§ Vorgegebener Text:
= = = = = = =
Montag, 4. Juni 2012
Die Tücken des vermeintlichen Abzugs aus Afghanistan
Das Ende der ISAF
http://www.imi-online.de/download/Juni2012_JS_NATO-Afgh.pdf
http://www.imi-online.de/2012/05/31/das-ende-der-isaf/
Jonna Schürkes (31. Mai 2012)
Auf dem NATO-Gipfel in Chicago wurde die Zukunft der NATO-Mission in
Afghanistan – ISAF – beschlossen. Wie schon befürchtet, wird das Ende
der ISAF allerdings nicht das Ende der Präsenz von NATO-Truppen und
schon gar nicht des Krieges in Afghanistan bedeuten[1]. Vielmehr wird es
eine „neue“ Mission geben, die sich auf „Ausbildung, Beratung und
Unterstützung“ der afghanischen Sicherheitskräfte konzentrieren wird.
Die Stärke dieser Mission soll zwischen 10.000 und 40.000 Soldaten
liegen[2]. Natürlich handelt es sich dabei nicht ausschließlich um
Ausbilder: Auch weiterhin wird es schwer bewaffnete Einheiten geben, die
die „Ausbilder“ schützen sowie Spezialeinheiten, die den Kampf gegen die
„Aufständischen“ weiterführen werden.[3] Allerdings werden die
NATO-Staaten das Ende der ISAF gegenüber ihrer Bevölkerung als
Beendigung des Krieges in Afghanistan verkaufen: „Mit dieser Reduzierung
soll der Anschein erweckt werden, der Krieg in Afghanistan sei beendet.
= = = = = = =
§ Vorliegende Daten:

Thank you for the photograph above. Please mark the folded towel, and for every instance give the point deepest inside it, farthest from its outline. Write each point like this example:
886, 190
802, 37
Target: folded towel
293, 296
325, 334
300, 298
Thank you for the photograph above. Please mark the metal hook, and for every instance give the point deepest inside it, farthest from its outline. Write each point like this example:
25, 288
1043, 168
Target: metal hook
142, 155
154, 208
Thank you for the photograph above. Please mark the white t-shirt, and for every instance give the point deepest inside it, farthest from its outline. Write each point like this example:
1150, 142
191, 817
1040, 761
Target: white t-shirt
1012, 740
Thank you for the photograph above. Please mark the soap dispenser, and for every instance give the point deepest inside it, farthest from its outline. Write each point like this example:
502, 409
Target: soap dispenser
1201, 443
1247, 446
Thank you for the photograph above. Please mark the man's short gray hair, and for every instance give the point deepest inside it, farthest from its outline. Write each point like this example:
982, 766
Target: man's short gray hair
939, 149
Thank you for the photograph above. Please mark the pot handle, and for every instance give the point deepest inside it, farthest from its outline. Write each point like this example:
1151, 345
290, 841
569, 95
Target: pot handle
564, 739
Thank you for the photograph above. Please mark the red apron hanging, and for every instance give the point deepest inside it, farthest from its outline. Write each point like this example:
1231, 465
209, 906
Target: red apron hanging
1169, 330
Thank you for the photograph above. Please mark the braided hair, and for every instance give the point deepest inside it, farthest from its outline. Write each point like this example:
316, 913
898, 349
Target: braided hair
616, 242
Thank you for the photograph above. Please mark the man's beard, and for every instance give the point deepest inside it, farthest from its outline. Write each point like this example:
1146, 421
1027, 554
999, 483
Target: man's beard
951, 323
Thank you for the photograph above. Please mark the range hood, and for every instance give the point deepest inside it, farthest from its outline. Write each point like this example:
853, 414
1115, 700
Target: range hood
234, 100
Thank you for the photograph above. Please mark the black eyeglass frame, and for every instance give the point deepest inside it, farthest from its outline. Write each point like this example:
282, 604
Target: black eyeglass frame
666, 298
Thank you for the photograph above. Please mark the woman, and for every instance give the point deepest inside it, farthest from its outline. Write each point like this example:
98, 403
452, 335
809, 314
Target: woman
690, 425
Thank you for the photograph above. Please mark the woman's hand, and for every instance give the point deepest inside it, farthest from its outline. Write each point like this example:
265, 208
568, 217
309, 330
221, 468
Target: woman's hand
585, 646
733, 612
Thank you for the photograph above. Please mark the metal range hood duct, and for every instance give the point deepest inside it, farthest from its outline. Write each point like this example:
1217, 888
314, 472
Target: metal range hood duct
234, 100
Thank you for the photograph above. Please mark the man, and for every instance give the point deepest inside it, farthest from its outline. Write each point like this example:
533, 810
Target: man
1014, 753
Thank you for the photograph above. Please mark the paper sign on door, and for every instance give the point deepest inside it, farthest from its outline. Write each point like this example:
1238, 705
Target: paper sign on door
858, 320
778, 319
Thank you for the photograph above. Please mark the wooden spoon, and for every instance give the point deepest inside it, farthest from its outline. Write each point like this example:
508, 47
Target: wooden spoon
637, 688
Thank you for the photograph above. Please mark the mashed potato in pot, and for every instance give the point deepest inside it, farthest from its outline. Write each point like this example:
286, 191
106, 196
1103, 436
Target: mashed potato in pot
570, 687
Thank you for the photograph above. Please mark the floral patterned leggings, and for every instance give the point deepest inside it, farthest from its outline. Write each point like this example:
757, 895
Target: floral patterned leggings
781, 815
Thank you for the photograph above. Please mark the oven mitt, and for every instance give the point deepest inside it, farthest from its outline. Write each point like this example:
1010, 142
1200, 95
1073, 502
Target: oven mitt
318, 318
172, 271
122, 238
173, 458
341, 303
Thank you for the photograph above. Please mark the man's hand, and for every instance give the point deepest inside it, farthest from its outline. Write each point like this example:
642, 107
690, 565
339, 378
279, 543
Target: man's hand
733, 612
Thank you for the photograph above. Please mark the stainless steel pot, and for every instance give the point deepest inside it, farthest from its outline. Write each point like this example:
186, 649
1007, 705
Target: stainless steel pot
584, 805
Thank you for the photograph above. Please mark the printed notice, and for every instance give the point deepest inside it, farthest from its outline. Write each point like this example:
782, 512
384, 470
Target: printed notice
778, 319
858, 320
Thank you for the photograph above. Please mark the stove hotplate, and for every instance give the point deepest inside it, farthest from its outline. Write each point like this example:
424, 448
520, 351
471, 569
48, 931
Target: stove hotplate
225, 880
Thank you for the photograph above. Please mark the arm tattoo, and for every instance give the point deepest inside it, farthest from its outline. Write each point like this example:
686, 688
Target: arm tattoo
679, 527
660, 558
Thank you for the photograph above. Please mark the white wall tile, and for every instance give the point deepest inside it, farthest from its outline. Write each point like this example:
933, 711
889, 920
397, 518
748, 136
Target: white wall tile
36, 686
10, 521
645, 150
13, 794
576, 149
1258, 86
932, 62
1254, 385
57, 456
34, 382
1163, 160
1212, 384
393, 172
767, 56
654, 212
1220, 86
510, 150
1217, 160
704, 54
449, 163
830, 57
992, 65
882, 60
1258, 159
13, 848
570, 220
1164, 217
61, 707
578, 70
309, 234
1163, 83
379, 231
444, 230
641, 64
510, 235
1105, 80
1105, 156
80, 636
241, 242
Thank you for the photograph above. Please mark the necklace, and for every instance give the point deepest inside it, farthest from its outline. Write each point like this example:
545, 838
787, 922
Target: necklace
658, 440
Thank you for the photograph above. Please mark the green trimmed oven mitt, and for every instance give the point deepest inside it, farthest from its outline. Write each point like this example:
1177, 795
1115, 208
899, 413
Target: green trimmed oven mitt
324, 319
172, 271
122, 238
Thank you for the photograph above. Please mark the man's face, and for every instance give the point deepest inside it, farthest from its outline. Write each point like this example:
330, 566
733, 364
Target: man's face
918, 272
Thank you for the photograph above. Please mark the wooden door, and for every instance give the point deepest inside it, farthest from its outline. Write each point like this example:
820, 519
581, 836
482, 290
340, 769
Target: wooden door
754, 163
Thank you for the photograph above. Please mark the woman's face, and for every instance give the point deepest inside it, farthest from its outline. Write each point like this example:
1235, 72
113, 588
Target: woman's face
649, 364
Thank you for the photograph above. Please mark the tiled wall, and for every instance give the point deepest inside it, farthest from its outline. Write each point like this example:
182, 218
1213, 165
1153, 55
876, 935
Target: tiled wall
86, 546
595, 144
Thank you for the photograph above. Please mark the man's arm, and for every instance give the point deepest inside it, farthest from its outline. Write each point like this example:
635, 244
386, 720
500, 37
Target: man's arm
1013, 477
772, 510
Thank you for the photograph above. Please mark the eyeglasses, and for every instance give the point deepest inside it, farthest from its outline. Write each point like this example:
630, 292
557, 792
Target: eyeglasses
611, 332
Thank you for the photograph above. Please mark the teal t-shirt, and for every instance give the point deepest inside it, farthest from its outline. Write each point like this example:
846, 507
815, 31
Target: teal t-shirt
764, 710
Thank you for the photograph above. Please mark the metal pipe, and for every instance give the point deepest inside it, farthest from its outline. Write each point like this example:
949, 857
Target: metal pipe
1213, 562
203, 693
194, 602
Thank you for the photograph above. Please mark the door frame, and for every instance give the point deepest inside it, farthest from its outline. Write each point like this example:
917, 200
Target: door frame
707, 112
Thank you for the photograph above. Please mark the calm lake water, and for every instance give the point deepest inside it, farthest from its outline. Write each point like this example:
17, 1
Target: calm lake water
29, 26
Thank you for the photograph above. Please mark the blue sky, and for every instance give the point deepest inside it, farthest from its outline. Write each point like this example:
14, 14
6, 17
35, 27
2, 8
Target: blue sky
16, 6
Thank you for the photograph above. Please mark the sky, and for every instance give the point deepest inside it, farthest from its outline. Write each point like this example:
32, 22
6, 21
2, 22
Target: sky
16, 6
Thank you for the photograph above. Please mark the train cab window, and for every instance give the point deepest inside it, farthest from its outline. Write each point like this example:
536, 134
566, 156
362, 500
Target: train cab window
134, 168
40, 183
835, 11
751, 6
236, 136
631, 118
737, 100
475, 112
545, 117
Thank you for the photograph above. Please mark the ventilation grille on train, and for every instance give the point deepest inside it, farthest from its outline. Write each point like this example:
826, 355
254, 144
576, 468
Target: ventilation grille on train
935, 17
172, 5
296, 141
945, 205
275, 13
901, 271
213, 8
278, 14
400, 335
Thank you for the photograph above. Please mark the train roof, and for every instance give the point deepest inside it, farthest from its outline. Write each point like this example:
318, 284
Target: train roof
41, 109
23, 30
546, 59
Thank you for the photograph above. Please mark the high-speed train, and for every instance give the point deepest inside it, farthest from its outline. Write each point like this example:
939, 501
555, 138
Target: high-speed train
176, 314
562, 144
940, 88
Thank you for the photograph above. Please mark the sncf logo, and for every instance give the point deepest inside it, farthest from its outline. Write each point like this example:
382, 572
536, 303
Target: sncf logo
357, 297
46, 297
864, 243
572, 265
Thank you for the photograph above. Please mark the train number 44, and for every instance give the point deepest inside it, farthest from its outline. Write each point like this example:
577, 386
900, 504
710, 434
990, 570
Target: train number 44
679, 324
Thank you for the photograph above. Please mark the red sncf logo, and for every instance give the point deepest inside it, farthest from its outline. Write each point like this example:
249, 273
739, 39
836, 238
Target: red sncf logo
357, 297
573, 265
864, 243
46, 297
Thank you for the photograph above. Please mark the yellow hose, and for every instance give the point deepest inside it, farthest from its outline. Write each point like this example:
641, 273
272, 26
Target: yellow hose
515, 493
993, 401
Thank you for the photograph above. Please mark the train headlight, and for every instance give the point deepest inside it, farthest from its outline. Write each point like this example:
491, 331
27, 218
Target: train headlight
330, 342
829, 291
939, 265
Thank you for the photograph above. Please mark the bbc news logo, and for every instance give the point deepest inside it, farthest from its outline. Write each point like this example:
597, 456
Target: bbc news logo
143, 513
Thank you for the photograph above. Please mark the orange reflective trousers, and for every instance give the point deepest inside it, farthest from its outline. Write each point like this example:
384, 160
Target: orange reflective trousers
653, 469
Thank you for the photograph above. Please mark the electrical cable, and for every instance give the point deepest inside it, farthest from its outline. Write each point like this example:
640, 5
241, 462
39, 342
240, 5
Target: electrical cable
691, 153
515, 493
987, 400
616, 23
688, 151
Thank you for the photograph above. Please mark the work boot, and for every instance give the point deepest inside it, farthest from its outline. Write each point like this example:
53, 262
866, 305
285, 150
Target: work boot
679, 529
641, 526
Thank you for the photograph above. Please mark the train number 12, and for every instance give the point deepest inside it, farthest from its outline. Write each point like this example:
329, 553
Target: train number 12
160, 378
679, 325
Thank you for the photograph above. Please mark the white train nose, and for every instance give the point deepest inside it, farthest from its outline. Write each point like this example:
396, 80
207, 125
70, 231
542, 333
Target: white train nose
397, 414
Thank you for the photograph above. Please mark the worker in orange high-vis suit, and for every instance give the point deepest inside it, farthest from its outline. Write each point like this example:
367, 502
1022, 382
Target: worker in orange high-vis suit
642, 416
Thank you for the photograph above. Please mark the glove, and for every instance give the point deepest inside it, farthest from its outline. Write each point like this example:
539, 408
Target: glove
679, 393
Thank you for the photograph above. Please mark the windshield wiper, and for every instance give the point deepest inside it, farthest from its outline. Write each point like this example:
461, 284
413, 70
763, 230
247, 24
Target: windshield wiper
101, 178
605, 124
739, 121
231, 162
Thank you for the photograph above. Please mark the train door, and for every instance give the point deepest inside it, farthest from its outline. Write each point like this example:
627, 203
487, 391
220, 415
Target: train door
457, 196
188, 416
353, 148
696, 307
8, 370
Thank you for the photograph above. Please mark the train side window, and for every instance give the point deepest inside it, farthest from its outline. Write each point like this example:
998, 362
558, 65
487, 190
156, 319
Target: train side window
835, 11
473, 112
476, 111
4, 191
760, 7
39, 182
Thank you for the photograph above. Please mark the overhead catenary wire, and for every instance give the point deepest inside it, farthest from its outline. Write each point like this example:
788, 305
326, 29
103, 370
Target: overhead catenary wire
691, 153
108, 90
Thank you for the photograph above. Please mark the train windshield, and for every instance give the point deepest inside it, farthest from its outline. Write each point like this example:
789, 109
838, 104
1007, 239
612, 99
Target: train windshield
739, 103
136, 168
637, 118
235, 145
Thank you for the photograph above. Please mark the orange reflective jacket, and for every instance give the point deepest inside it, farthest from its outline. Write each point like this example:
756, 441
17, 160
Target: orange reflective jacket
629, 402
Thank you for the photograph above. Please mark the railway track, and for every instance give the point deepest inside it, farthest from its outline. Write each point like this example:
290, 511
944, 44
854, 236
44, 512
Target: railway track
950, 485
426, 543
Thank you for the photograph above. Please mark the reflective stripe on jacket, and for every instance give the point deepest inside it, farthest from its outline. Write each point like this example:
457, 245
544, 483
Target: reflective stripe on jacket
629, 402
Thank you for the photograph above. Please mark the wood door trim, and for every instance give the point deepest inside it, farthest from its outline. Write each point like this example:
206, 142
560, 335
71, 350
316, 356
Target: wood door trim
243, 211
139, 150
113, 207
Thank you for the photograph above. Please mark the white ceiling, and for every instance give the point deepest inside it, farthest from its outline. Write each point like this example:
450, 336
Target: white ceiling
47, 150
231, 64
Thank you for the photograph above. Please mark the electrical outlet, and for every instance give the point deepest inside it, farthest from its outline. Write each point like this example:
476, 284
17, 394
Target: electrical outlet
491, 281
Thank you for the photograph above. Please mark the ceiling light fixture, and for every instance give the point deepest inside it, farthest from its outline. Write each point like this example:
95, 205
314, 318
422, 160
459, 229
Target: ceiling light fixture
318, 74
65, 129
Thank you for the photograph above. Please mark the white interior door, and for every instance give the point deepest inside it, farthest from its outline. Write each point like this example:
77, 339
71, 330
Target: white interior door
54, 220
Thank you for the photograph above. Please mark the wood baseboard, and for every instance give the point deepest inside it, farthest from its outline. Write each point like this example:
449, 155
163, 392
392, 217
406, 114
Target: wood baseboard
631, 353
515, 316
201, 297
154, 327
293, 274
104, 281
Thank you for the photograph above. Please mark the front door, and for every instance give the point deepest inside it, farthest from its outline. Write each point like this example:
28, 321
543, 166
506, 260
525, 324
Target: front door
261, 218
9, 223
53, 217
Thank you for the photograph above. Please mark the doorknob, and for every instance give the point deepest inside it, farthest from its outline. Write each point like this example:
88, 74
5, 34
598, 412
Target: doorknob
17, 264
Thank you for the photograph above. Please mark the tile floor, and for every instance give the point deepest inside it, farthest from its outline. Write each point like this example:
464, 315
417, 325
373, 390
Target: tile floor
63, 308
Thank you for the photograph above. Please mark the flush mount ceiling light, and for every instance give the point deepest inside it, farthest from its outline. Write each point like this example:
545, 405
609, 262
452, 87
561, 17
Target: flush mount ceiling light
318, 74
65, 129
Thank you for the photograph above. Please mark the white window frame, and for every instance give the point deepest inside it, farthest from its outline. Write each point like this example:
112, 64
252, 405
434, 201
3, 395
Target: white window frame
= = = = = = =
§ Aufgabe A:
Wie viele Soldaten soll die neue Mission laut dem Text über das Ende der ISAF umfassen?
§ Aufgabe B:
Führen Sie den Text über das Ende der ISAF ab seinem letzten Satz fort.

§ Ergebnis A:
Zwischen 10.000 und 40.000 Soldaten.

§ Ergebnis B:
Wie im Falle Iraks soll das Thema von den Titelseiten und aus dem
Bewusstsein der Wähler verschwinden. Denn wenn nur noch ein paar
deutsche Ausbilder in Afghanistan sind, wird es keine ‚eingebettete‘
Berichterstattung mehr geben und auch weniger pressebegleitete Minister-
und Parlamentarierreisen.“[4] Insofern wurde auch der angekündigte Abzug
der französischen Truppen in Chicago wenig kritisiert, schließlich hat
der neue französische Präsident Hollande schon angekündigt, dass auch
französische Soldaten sich an der Nachfolgemission als „Ausbilder“
beteiligen werden.
Die Logistik des Abzugs
Dennoch bedeutet das Ende von ISAF, dass die NATO-Staaten eine große
Anzahl an Truppen mitsamt deren Material aus Afghanistan abziehen
müssen. Derzeit sind ca. 130.000 NATO-Soldaten dort stationiert. Seit
2001 wurden „rund 120.000 Container voll mit militärischem Material und
mehr als 75.000 Fahrzeuge“[5] nach Afghanistan transportiert, die
zumindest teilweise auch wieder zurückgebracht werden sollen – ein Teil
wird wohl als „Ausstattungshilfe“ an die afghanische Armee und Polizei
übergeben werden.
Auch nach dem Gipfel in Chicago ist unklar, über welche Routen die
Soldaten und das Material abgezogen werden sollen. Bisher lief der
Nachschub für die NATO-Truppen zum Großteil (ca. 80%) über Pakistan.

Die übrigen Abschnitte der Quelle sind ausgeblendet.